Dataset excerpt

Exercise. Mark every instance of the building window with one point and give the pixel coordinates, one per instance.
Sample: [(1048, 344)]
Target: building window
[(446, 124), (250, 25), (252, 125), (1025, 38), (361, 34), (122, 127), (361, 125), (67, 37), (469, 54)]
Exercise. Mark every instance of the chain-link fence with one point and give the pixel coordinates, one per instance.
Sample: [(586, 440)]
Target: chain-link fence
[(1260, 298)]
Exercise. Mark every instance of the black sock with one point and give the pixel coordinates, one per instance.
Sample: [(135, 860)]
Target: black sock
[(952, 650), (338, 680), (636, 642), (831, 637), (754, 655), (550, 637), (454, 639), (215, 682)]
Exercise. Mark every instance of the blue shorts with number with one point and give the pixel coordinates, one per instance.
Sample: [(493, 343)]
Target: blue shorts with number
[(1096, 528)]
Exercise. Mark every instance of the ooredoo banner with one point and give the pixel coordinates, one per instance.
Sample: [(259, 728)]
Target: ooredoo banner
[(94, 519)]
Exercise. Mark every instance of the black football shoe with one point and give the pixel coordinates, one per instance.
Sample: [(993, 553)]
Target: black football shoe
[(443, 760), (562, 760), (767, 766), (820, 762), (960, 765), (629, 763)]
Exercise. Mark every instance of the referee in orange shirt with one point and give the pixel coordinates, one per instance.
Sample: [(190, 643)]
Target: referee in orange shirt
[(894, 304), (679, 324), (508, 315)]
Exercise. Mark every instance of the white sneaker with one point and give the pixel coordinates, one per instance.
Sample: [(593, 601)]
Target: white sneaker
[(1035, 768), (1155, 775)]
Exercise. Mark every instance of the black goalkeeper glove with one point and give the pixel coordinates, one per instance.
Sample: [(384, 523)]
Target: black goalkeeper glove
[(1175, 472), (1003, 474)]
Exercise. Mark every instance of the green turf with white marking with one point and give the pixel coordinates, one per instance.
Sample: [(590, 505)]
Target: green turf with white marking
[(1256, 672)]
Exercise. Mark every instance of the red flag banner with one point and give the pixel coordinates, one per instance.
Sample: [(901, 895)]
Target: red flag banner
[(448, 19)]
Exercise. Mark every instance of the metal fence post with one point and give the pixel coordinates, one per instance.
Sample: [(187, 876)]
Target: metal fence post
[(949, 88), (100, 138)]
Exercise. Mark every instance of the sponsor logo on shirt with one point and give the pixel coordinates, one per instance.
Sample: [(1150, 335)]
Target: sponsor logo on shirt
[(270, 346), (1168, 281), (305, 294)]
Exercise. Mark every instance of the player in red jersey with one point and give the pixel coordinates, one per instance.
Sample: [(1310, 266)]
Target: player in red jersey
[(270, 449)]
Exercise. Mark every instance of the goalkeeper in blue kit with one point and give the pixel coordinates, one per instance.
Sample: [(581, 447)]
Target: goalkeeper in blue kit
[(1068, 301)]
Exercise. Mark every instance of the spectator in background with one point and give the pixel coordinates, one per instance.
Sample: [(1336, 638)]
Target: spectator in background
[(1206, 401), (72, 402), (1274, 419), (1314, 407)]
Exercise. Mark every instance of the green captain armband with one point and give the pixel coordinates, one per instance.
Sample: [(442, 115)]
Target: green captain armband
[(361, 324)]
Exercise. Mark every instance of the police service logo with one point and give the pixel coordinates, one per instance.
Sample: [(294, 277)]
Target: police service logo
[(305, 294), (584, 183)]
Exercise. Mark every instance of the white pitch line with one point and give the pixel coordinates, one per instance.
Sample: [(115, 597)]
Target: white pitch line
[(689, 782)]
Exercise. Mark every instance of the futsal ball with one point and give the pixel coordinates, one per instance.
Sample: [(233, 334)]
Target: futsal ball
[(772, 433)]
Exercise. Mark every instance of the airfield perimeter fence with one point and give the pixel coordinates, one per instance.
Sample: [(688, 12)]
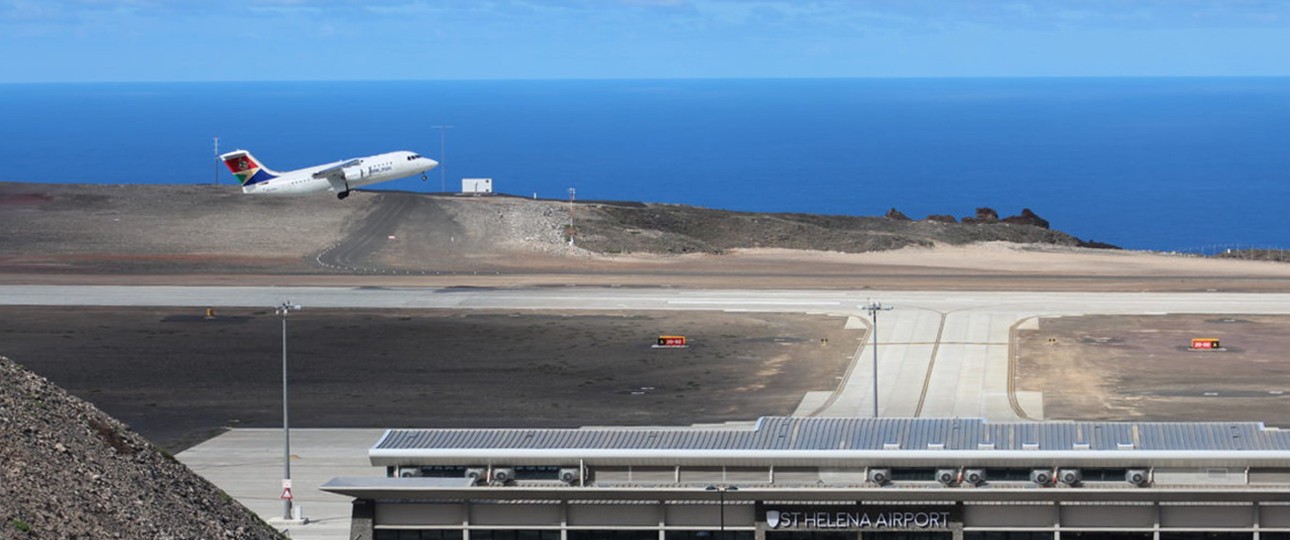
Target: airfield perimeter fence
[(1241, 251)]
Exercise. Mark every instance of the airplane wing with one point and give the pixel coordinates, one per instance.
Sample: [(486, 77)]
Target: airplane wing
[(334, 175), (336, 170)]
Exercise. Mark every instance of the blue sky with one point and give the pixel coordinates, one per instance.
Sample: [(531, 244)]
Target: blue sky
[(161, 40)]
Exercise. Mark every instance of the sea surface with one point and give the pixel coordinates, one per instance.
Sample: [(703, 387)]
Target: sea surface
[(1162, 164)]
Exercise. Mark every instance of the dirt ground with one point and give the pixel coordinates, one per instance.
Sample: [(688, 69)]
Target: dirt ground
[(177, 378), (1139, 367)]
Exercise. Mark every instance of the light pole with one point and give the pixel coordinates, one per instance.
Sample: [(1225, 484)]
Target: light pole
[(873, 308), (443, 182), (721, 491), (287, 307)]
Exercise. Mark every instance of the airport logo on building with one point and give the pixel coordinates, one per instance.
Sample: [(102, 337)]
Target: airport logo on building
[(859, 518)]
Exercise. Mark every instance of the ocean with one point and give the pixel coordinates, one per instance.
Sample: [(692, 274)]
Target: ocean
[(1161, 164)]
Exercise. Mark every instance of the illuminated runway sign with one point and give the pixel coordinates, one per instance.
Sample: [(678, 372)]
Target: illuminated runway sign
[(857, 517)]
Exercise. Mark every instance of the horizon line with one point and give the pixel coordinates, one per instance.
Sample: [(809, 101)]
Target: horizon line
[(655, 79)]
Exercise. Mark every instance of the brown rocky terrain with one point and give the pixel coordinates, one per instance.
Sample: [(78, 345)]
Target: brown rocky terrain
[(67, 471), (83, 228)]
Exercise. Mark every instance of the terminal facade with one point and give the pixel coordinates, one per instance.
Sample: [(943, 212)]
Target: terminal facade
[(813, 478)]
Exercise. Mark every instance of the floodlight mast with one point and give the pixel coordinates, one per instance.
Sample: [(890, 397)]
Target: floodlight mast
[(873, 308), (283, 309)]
...
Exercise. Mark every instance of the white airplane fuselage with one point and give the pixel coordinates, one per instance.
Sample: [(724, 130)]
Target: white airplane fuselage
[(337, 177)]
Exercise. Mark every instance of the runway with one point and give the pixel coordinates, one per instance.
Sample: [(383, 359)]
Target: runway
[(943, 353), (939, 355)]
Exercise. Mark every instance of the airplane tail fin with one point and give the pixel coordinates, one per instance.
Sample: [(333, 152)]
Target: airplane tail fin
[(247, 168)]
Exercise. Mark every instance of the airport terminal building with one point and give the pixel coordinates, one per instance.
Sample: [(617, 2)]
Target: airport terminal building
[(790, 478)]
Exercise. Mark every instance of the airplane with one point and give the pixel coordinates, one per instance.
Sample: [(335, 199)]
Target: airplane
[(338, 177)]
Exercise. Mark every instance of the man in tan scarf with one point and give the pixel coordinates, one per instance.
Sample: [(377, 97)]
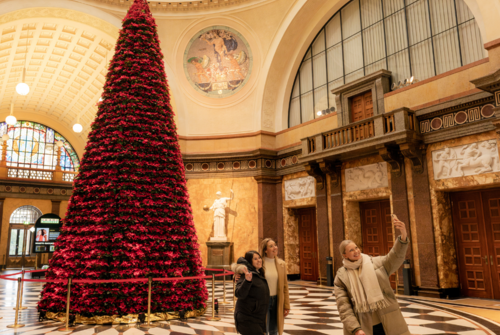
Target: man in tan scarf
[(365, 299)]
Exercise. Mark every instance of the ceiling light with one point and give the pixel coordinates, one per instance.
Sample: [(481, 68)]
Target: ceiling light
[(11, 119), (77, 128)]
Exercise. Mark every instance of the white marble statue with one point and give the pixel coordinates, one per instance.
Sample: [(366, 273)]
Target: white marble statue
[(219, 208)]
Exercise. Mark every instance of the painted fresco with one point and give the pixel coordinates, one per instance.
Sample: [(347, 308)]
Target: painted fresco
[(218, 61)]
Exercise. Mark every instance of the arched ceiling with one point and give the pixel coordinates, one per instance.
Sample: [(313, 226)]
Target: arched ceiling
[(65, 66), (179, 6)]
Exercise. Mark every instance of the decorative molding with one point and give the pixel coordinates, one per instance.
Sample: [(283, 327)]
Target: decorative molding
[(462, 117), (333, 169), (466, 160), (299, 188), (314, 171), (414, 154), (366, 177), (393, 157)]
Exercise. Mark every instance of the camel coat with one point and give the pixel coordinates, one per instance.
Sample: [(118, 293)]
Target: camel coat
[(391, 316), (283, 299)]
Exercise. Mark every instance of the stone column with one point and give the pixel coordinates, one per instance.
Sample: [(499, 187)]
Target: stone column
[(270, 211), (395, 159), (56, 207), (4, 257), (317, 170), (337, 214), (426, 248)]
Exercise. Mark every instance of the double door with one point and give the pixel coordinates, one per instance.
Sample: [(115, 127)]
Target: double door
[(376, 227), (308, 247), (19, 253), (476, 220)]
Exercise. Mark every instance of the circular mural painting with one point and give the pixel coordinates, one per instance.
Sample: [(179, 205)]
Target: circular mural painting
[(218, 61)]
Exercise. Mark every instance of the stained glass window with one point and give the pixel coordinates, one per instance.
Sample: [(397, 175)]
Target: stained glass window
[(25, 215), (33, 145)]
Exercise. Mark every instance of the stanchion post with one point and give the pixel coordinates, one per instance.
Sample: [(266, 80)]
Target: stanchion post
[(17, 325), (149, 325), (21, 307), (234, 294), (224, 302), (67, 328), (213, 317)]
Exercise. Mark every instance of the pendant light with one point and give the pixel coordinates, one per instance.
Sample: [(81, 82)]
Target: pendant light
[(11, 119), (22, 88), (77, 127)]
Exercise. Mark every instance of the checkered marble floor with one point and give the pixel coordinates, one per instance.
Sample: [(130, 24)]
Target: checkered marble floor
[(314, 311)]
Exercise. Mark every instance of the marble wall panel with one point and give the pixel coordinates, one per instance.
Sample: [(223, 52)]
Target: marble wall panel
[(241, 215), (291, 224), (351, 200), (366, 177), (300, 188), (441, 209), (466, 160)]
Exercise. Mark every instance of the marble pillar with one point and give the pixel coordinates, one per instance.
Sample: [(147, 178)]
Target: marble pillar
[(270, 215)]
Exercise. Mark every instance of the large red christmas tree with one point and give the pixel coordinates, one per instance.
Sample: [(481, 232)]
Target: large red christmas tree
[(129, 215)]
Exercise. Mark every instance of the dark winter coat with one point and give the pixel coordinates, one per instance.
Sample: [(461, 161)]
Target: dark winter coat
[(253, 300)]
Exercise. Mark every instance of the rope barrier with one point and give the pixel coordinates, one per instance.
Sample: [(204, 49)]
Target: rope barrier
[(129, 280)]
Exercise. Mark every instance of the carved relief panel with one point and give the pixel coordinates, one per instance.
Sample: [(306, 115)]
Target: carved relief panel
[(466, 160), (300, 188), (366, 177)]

Challenge:
Change "pixel coordinates" to "image coordinates" in the material between the line holding "Exercise. Mark every instance of the airport terminal" and the line holding "[(391, 316), (283, 299)]", inclusive, and give those lines back otherwise unchanged. Omit the pictures from your answer.

Result:
Exercise. Mark every instance of the airport terminal building with one point and give the image coordinates, one per instance.
Sample: [(617, 2)]
Target: airport terminal building
[(790, 478)]
Exercise. Mark every instance of the airplane with one point and give the image coordinates, one per instance.
Sample: [(335, 199)]
Target: airplane
[(338, 177)]
Exercise. Mark every instance of the man in tan scarf with one point and give the image coordinates, one per instance.
Sample: [(377, 97)]
Target: man in tan scarf
[(365, 299)]
Exercise. Mark every instance of the ceiling light with one point and give the image coordinates, one per instance.
Sample: [(481, 68)]
Target: ceiling light
[(11, 119), (77, 128)]
Exercise. Mark every instance of the white marble statue with one point and give the image coordinates, one per instance.
Sample: [(366, 273)]
Target: white marble statue
[(219, 208)]
Exercise. Mark every instance of the painted fresco with one point and give the image coordinates, one per instance.
Sample: [(347, 308)]
Target: painted fresco
[(218, 61)]
Exercise. Mark every instance of the arched ceiling with one point and give the image coordinates, one per instance.
Sample: [(313, 226)]
Target: arched ceiling
[(65, 66), (179, 6)]
Exercise. Mark every instance of the decorative molding with one point and give the image coordinates, one per instance.
Sample: [(283, 327)]
Target: decorative molding
[(462, 117), (333, 169), (466, 160), (299, 188), (314, 171), (414, 154), (366, 177), (393, 157)]
Exercise. Mark every instance of the camel coat with one point and give the image coordinates, one per instance.
Sample: [(118, 293)]
Target: camel coat
[(391, 316), (283, 299)]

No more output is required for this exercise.